>> START Data supplied

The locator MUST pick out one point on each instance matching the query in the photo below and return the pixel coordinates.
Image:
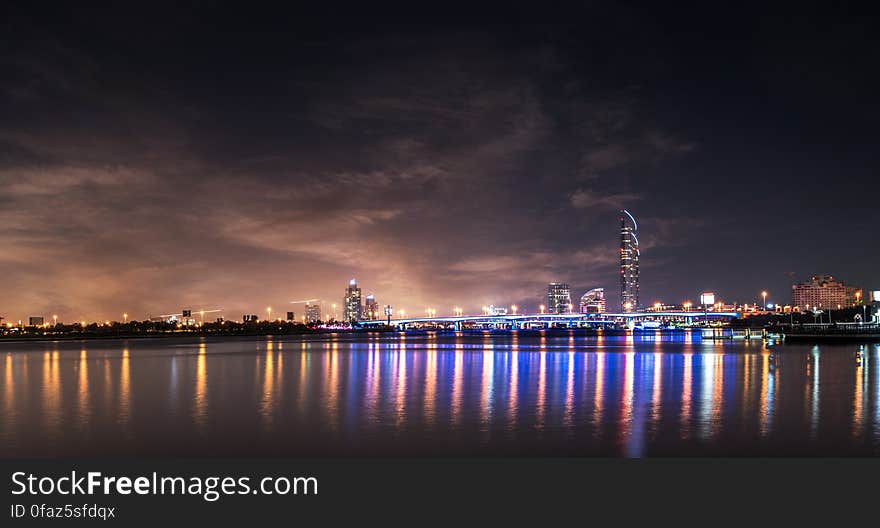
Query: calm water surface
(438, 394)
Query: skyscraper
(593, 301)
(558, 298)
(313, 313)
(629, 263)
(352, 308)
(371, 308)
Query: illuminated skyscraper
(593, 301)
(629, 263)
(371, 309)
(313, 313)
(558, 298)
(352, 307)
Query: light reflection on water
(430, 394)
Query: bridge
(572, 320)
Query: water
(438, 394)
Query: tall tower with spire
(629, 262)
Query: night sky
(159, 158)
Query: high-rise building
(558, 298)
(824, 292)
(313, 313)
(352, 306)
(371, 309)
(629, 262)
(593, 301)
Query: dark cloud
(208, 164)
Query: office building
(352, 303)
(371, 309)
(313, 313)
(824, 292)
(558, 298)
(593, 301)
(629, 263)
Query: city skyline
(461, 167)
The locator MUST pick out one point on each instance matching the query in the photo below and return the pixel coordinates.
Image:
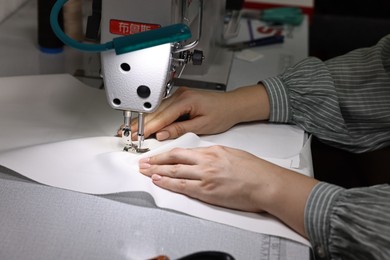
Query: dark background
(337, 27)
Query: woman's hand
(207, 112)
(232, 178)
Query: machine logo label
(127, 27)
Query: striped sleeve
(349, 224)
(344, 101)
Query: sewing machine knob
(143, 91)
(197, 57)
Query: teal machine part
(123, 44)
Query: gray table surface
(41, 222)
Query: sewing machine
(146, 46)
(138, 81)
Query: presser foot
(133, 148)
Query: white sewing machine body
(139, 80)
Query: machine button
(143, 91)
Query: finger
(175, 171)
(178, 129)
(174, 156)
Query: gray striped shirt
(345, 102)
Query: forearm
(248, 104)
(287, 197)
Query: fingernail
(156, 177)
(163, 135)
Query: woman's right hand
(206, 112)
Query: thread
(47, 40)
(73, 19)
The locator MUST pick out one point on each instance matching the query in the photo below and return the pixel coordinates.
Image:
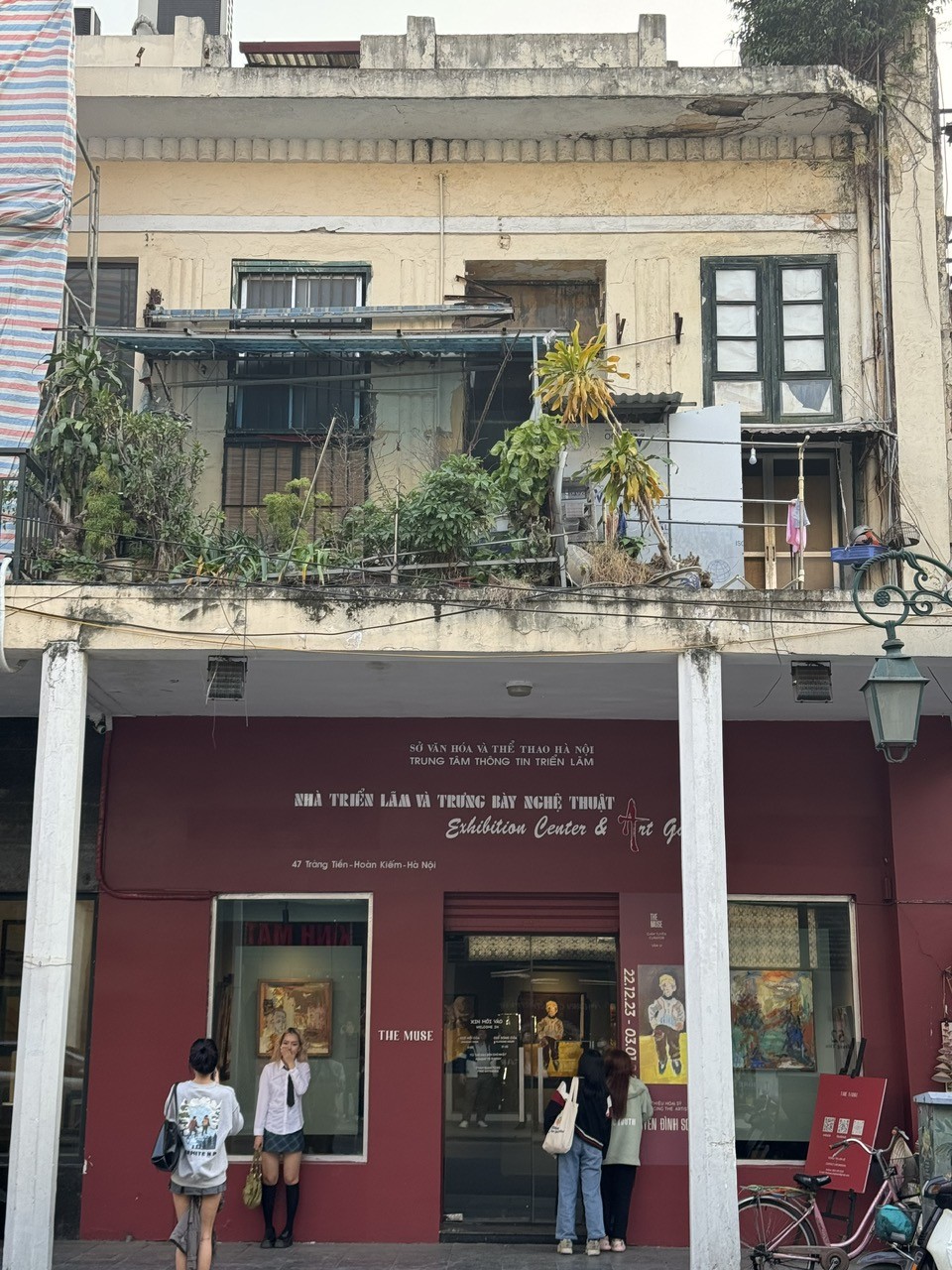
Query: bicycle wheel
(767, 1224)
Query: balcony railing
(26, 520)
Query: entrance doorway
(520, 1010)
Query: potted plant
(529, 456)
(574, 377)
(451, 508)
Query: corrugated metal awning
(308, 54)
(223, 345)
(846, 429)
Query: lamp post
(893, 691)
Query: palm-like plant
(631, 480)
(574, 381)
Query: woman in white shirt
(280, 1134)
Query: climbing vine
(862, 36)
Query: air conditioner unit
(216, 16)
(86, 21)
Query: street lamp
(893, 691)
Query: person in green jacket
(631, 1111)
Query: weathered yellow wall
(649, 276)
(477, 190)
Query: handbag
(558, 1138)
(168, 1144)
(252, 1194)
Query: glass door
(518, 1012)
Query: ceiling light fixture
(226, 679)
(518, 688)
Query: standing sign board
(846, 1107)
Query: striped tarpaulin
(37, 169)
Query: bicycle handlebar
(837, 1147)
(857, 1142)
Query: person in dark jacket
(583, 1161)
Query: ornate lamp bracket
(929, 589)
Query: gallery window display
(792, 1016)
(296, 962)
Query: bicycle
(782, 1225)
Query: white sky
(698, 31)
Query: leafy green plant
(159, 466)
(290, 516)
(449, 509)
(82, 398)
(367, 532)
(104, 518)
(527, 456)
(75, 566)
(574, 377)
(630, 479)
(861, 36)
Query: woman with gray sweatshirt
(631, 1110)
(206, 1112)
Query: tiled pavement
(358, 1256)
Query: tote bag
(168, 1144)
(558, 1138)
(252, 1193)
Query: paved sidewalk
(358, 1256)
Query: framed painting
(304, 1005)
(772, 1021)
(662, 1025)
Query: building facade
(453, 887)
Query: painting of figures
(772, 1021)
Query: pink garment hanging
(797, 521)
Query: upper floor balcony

>> END Data supplied
>> START Data supplied

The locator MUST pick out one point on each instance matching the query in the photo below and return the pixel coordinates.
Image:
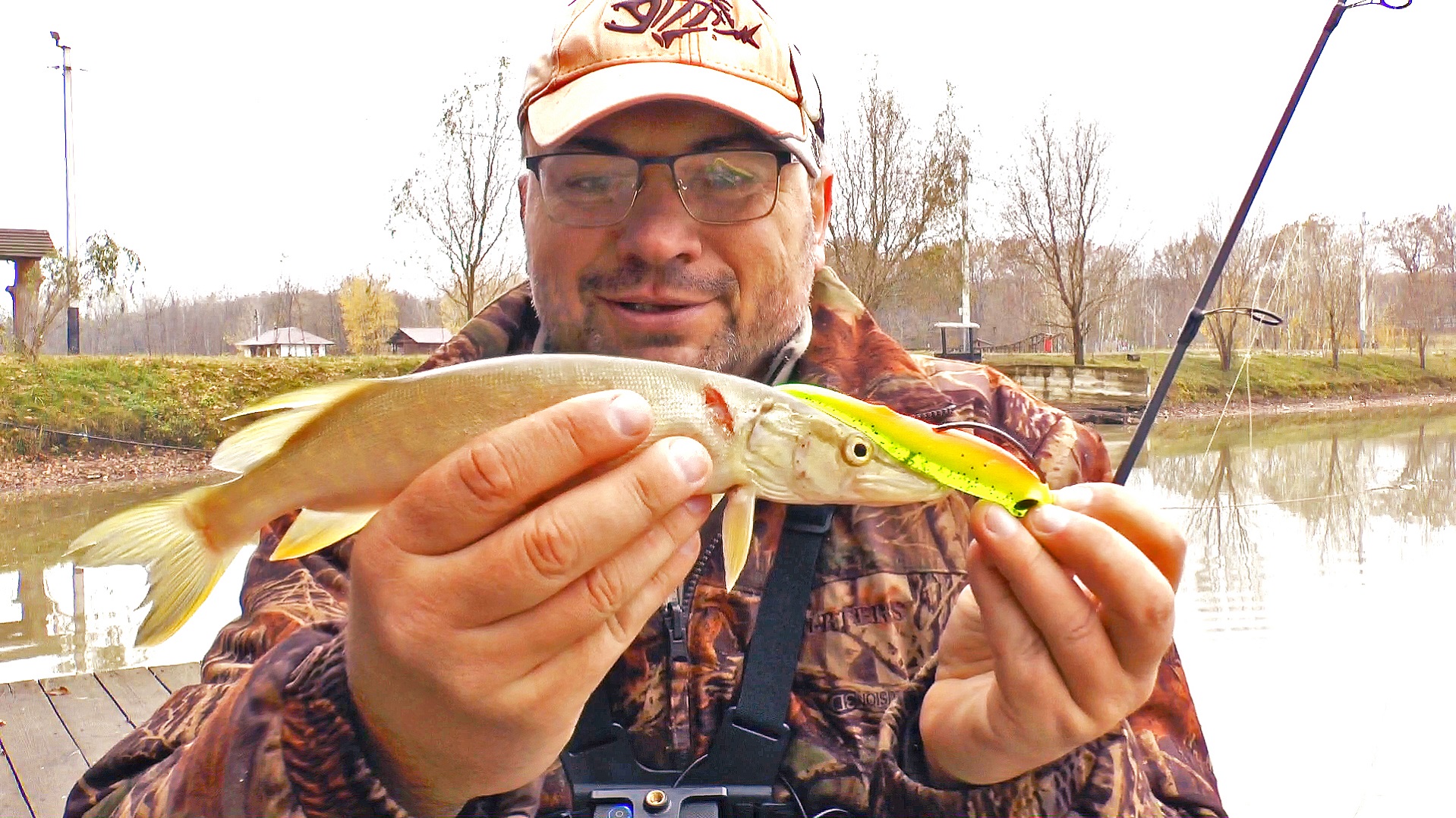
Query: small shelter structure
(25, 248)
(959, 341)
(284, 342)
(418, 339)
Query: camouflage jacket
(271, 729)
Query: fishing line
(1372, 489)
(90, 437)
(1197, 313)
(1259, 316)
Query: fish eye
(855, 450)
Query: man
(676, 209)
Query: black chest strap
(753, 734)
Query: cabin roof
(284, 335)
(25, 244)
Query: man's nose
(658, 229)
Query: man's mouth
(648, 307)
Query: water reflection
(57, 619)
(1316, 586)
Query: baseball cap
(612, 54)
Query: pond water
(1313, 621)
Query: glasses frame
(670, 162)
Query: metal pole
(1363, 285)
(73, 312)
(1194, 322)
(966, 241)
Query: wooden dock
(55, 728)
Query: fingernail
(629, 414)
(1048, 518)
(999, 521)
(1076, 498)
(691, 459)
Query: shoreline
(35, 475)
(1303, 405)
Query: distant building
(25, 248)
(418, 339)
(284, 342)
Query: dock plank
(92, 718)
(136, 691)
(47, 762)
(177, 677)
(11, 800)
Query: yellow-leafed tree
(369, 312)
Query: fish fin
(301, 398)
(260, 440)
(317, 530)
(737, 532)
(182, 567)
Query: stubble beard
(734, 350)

>> END Data supplied

Given request: Locate each row above that contains the string "balcony" and copy those rows out in full. Case counts when matching.

Result of the exercise:
Query: balcony railing
Query: upper floor balcony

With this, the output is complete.